» Stated exercise
Extract every line below that contains the word "roof", and treat case as significant.

◇ ◇ ◇ ◇

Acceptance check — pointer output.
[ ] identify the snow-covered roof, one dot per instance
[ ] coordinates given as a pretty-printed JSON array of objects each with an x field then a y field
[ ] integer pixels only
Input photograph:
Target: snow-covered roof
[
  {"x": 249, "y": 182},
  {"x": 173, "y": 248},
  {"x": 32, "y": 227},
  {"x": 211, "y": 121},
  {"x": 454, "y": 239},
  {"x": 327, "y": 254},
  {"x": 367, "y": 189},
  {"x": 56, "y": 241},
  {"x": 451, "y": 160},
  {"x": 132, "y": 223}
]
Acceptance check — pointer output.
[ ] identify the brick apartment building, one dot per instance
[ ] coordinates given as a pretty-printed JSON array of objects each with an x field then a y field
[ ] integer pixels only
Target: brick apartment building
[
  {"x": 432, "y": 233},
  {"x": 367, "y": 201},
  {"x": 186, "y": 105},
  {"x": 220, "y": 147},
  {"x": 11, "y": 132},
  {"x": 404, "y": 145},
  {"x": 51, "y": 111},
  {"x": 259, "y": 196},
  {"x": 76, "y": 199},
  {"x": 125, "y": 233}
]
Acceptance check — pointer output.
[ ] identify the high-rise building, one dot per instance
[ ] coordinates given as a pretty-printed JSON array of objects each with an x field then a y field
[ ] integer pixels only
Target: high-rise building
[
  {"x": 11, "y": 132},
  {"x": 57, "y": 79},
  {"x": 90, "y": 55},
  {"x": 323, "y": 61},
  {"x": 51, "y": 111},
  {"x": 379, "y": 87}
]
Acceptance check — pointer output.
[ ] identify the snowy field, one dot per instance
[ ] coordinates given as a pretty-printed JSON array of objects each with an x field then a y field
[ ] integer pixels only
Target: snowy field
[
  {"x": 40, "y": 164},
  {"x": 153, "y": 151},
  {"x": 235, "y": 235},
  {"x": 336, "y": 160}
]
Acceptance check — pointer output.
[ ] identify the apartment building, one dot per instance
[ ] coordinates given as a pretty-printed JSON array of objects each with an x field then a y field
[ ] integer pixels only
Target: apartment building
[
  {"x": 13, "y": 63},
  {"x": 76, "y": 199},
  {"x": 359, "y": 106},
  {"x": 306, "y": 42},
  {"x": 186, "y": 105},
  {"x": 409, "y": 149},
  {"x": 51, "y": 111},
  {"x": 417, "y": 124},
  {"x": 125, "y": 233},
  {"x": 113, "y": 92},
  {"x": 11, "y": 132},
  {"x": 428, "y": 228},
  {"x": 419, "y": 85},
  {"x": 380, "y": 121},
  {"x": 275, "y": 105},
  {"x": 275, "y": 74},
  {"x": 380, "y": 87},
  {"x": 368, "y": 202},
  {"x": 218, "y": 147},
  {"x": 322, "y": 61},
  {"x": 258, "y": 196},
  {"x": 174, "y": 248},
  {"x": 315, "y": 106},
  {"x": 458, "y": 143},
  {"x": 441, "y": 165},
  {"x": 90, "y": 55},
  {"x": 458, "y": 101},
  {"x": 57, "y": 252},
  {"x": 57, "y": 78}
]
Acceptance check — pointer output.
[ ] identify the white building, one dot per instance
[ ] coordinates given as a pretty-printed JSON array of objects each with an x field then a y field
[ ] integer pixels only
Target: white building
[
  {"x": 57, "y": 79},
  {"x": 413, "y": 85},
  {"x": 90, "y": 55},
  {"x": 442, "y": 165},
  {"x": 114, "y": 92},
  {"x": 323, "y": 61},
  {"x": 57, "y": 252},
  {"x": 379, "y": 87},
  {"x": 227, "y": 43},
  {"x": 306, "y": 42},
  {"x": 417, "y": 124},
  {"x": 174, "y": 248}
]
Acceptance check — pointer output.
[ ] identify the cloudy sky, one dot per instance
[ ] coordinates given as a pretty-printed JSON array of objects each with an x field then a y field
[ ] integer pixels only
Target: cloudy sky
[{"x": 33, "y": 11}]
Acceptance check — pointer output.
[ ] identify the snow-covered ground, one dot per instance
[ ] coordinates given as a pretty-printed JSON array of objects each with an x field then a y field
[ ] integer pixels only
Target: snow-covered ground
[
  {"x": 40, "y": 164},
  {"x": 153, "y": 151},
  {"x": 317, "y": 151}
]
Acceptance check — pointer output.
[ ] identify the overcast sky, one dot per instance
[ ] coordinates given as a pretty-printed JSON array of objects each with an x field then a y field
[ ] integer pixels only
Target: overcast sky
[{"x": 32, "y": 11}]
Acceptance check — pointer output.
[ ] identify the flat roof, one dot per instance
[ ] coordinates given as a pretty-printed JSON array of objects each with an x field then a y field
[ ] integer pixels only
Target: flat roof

◇ ◇ ◇ ◇

» The completed task
[ ] identify the snow-covered roof, one dot per instance
Target: snow-covered roof
[ ] identify the flat roof, one dot per instance
Target: flat roof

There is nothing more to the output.